▸ **Input data**
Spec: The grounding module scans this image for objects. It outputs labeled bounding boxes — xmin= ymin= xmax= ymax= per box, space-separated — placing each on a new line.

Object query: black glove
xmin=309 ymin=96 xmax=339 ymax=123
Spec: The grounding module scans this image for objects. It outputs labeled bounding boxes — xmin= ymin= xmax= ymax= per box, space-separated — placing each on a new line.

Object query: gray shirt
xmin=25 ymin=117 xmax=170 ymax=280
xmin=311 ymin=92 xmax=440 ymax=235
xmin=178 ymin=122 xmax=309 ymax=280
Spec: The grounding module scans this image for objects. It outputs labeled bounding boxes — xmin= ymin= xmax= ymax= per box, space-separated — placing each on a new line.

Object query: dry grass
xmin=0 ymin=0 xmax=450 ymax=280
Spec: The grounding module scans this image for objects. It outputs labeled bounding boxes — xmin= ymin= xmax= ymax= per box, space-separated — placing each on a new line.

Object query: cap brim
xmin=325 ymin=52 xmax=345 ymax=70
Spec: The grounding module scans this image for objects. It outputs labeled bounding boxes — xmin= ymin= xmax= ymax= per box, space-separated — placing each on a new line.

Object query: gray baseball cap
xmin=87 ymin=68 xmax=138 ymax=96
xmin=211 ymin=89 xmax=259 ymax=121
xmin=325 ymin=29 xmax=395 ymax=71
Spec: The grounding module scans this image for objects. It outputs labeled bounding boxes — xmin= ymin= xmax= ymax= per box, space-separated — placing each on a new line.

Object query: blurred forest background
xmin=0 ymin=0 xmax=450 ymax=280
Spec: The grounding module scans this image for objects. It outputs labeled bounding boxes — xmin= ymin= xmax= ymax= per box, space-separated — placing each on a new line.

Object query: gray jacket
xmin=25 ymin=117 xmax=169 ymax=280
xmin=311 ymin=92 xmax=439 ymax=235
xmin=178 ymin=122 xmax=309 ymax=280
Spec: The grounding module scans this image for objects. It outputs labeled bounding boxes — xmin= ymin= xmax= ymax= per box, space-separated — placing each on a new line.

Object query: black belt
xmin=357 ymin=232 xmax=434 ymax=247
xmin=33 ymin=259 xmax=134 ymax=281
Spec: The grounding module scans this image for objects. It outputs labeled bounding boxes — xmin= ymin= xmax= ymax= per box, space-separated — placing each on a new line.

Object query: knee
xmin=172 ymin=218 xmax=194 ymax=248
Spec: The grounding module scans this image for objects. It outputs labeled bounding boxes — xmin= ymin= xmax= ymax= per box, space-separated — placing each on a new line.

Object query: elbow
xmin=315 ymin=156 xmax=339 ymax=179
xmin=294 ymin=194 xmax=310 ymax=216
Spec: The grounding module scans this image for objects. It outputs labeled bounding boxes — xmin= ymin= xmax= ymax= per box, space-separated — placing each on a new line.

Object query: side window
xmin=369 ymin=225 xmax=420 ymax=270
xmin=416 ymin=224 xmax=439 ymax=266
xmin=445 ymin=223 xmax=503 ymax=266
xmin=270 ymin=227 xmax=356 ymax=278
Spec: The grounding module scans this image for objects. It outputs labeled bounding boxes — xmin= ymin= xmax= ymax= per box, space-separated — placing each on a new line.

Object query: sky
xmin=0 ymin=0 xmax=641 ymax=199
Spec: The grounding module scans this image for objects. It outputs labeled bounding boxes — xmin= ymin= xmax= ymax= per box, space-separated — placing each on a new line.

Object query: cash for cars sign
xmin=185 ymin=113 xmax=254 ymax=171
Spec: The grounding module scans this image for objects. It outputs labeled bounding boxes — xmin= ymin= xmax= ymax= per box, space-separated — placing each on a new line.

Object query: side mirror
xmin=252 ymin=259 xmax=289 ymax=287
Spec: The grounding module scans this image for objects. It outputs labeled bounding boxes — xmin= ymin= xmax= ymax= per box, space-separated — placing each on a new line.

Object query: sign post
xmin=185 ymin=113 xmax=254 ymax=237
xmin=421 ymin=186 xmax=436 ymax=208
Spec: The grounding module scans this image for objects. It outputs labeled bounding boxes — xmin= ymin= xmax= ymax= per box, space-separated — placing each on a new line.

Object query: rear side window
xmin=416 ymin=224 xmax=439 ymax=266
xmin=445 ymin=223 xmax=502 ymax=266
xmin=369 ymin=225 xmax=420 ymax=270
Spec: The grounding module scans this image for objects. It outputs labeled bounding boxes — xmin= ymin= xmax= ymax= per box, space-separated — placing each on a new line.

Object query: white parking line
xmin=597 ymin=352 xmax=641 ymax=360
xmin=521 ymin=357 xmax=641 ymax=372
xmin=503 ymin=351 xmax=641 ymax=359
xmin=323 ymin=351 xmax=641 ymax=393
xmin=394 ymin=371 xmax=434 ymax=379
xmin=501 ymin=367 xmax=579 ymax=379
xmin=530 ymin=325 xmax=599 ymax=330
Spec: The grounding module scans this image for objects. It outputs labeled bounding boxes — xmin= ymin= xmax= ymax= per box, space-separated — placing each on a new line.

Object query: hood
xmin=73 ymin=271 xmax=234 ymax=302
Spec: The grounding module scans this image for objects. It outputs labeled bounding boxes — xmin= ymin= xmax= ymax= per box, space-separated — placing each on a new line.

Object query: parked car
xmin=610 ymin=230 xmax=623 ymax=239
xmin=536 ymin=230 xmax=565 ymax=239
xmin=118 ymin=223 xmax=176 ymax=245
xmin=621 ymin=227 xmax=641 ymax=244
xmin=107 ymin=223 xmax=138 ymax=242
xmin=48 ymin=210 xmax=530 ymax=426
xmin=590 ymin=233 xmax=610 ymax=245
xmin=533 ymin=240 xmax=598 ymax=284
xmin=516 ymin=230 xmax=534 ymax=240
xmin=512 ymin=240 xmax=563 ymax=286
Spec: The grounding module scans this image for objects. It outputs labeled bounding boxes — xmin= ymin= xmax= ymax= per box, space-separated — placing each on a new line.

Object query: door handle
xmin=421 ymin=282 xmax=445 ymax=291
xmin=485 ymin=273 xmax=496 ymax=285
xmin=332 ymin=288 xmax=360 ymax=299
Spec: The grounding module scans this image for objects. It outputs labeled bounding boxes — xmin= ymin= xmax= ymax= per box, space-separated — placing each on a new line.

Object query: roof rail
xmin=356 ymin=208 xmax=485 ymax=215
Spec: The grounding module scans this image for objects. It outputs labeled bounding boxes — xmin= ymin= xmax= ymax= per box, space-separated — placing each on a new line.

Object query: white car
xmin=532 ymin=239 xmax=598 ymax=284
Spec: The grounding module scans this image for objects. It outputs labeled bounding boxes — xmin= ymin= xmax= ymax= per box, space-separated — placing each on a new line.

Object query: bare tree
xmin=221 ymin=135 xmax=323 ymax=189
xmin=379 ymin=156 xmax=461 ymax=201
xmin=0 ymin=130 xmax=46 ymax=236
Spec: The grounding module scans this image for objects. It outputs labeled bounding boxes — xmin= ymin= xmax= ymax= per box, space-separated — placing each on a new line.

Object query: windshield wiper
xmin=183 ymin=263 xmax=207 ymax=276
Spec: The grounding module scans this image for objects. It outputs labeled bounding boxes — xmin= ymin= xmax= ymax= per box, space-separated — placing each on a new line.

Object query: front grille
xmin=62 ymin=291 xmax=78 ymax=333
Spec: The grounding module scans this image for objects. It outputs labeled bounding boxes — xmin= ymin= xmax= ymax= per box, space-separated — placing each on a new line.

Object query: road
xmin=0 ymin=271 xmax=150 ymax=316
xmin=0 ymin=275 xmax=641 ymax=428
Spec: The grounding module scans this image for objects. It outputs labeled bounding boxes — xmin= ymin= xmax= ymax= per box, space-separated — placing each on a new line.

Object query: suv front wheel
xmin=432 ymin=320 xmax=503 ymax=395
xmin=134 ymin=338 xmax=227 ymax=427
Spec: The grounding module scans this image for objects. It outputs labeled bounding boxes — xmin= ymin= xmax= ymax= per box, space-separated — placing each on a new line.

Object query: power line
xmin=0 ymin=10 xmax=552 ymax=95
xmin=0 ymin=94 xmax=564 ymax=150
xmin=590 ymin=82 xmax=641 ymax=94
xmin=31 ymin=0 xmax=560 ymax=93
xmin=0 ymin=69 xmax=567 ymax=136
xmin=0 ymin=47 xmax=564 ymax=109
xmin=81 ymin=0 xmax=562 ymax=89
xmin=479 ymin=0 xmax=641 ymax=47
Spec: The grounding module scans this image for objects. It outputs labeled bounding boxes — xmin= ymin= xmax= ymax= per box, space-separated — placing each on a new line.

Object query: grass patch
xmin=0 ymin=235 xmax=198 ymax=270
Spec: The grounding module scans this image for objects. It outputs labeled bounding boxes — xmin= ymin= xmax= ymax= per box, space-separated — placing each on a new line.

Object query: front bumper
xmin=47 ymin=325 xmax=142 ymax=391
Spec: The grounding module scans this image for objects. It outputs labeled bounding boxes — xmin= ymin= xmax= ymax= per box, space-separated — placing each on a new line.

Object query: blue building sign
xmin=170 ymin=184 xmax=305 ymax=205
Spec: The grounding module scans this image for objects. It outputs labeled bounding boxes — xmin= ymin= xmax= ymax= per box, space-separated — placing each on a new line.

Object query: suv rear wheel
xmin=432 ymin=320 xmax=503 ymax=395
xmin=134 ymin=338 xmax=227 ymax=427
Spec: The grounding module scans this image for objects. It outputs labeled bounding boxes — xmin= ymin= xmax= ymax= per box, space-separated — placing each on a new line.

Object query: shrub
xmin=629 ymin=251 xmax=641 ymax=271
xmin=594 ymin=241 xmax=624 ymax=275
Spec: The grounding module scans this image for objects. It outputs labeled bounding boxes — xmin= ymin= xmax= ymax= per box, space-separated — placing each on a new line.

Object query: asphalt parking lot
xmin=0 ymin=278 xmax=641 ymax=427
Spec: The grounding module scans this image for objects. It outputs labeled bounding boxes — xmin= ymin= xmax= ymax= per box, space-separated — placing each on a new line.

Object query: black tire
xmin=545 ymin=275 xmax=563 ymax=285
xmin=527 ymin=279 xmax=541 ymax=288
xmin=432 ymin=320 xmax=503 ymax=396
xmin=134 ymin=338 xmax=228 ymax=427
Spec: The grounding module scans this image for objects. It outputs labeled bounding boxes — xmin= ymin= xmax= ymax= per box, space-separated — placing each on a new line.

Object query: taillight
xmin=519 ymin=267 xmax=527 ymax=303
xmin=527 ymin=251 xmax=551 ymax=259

▸ **Work to be completed**
Collect every line from the records above that contains the string "black", and copy each one in full. Case counts when matching.

▸ **Full output**
Object query: black glove
Object query: black belt
Object query: black tire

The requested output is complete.